_Task requirements:_
[A] Reproduce the GitHub sign-up instructions word for word between "Go to https://github.com" and "your family name.", inclusive.
[B] Carry on the GitHub sign-up instructions from the point where they stop.

_Passage for review:_
• • •

Create your own GitHub profile

Go to https://github.com and create your own GitHub profile by entering the following three bits of information in the sign up form:

  • Email: enter your student UPF email (xxxx.yyyy@estudiant.upf.edu). It is important that you enter your student UPF email to enable the connection of your account with the GitHub Classroom organisation of FCB.
  • Password: enter a password according to the requirements shown in the form.
  • Username: you can write any word as username as long as it doesn’t exist already as a username in GitHub. If you think you may be using this account professionally in the future, a popular choice is to write the first letter of your first name, followed by your family name.

On the next screen, answer the security question, if it appears, and press the button “Join a free plan”.

• • •

[Stored items]

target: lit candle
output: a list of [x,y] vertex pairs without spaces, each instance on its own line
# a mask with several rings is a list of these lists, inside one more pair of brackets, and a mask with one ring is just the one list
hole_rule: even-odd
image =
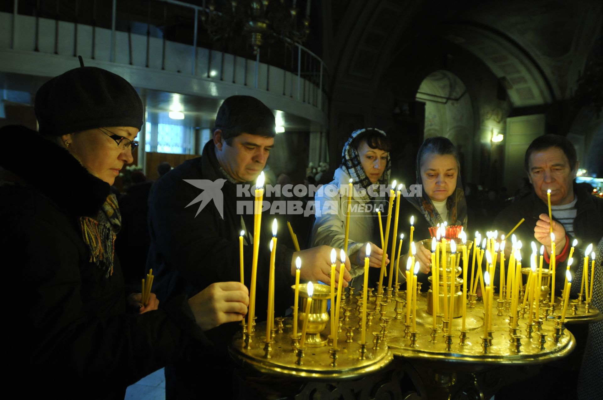
[[[308,2],[310,2],[309,1]],[[346,236],[343,240],[343,248],[347,252],[347,238],[350,237],[350,213],[352,210],[352,193],[354,192],[354,187],[352,184],[352,178],[347,185],[347,204],[346,207]]]
[[415,263],[412,275],[412,332],[417,331],[417,274],[418,273],[418,261]]
[[448,323],[448,334],[452,334],[452,321],[454,320],[454,295],[456,292],[455,286],[456,278],[454,270],[455,266],[456,265],[456,243],[454,239],[450,239],[450,322]]
[[293,337],[297,338],[297,306],[300,296],[300,269],[302,268],[302,259],[295,258],[295,294],[293,299]]
[[391,189],[390,190],[390,204],[388,206],[387,222],[385,223],[385,236],[384,236],[385,242],[384,243],[383,257],[381,258],[381,273],[379,278],[379,286],[377,289],[378,295],[383,295],[383,276],[385,273],[385,252],[387,251],[388,241],[390,239],[390,225],[391,223],[391,210],[394,205],[394,196],[396,193],[394,192],[394,188],[396,187],[396,181],[392,185]]
[[552,270],[551,279],[551,302],[555,304],[555,272],[557,270],[557,260],[555,260],[555,234],[551,233],[551,262],[549,267]]
[[414,236],[414,216],[411,216],[411,242],[412,242],[412,237]]
[[266,342],[270,341],[270,330],[274,325],[274,258],[276,255],[276,218],[272,223],[270,241],[270,270],[268,279],[268,319],[266,320]]
[[464,232],[461,233],[461,241],[463,242],[463,328],[464,331],[465,320],[467,314],[467,269],[469,264],[469,260],[467,258],[467,234]]
[[[402,189],[402,184],[398,186],[396,192],[396,217],[394,219],[394,233],[392,236],[391,243],[391,263],[390,265],[390,277],[387,281],[387,287],[391,289],[391,282],[394,278],[394,260],[396,260],[396,241],[398,239],[398,216],[400,214],[400,195]],[[397,277],[396,277],[397,278]]]
[[362,331],[360,337],[360,343],[365,343],[367,342],[367,308],[368,305],[367,304],[367,292],[368,290],[368,257],[371,255],[370,243],[367,243],[367,257],[364,258],[364,290],[362,290]]
[[[337,307],[335,308],[335,321],[339,325],[339,313],[341,308],[341,289],[343,287],[343,269],[346,266],[346,252],[341,249],[339,251],[339,280],[337,283]],[[335,339],[333,342],[333,348],[337,348],[337,340],[339,339],[338,329],[335,330]]]
[[302,339],[300,340],[300,346],[305,347],[306,344],[306,330],[308,328],[308,320],[310,316],[310,305],[312,304],[312,295],[314,293],[314,286],[312,282],[308,283],[308,300],[306,302],[306,312],[303,318],[303,325],[302,327]]
[[257,278],[257,254],[260,249],[260,227],[262,226],[262,205],[264,199],[264,171],[256,181],[255,200],[254,205],[253,258],[251,260],[251,282],[249,289],[249,316],[247,317],[247,332],[251,333],[253,317],[256,314],[256,281]]
[[239,266],[241,269],[241,284],[245,284],[245,276],[243,272],[243,235],[245,231],[241,231],[241,236],[239,236]]
[[551,233],[553,233],[553,217],[551,213],[551,189],[546,191],[546,199],[549,203],[549,222],[551,224]]
[[406,325],[411,323],[411,306],[412,300],[412,277],[411,268],[412,267],[412,258],[408,257],[406,262]]
[[[432,266],[435,266],[436,243],[435,238],[432,238],[431,240],[431,265]],[[431,270],[431,313],[434,317],[434,329],[437,328],[436,322],[438,316],[438,301],[439,300],[438,298],[438,275],[437,270]]]
[[[590,253],[590,258],[592,259],[591,261],[591,267],[590,270],[590,291],[589,292],[590,297],[589,297],[589,301],[593,301],[593,283],[595,282],[595,252]],[[589,266],[586,266],[586,269],[589,269]]]
[[572,289],[572,273],[569,271],[566,271],[566,278],[567,279],[567,287],[564,295],[563,299],[563,311],[561,312],[561,322],[565,322],[566,313],[567,311],[567,301],[569,300],[569,292]]
[[[339,321],[335,320],[335,263],[337,262],[337,252],[335,249],[331,249],[331,337],[335,340],[335,331],[337,323]],[[339,279],[341,281],[341,278]],[[366,291],[367,288],[364,287],[363,290]]]
[[404,240],[404,234],[400,234],[400,243],[398,245],[398,257],[396,260],[396,286],[398,286],[398,275],[400,273],[400,255],[402,252],[402,242]]
[[484,293],[484,337],[488,337],[488,317],[490,316],[490,307],[488,304],[488,293],[490,292],[490,273],[486,271],[484,275],[484,280],[485,281],[485,292]]

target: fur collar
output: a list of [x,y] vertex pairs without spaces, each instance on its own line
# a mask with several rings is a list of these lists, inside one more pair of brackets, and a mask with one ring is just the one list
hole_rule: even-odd
[[[22,125],[0,128],[0,167],[50,199],[68,215],[96,217],[110,187],[92,175],[66,149]],[[16,143],[17,146],[6,145]]]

• • •

_Task-by-task results:_
[A]
Go to https://github.com and create your own GitHub profile by entering the following three bits of information in the sign up form:

  • Email: enter your student UPF email (xxxx.yyyy@estudiant.upf.edu). It is important that you enter your student UPF email to enable the connection of your account with the GitHub Classroom organisation of FCB.
  • Password: enter a password according to the requirements shown in the form.
  • Username: you can write any word as username as long as it doesn’t exist already as a username in GitHub. If you think you may be using this account professionally in the future, a popular choice is to write the first letter of your first name, followed by your family name.

[B]
On the next screen, answer the given questions as follows:

  • What kind of work do you do, mainly? Student
  • How much programming experience do you have? None (probably, but feel free to select another answer)
  • What do you plan to use GitHub for? select School work and student projects at least and feel free to select other answers.

Now check out your email, you should find a new one from GitHub where they ask you to verify your email address. Follow the given link to do this step and your browser should open on your brand new GitHub profile. You can now log out by clicking on the icon at the top right corner of the GitHub page and select Sign out from the pull down menu. Do not forget your GitHub username and password!!!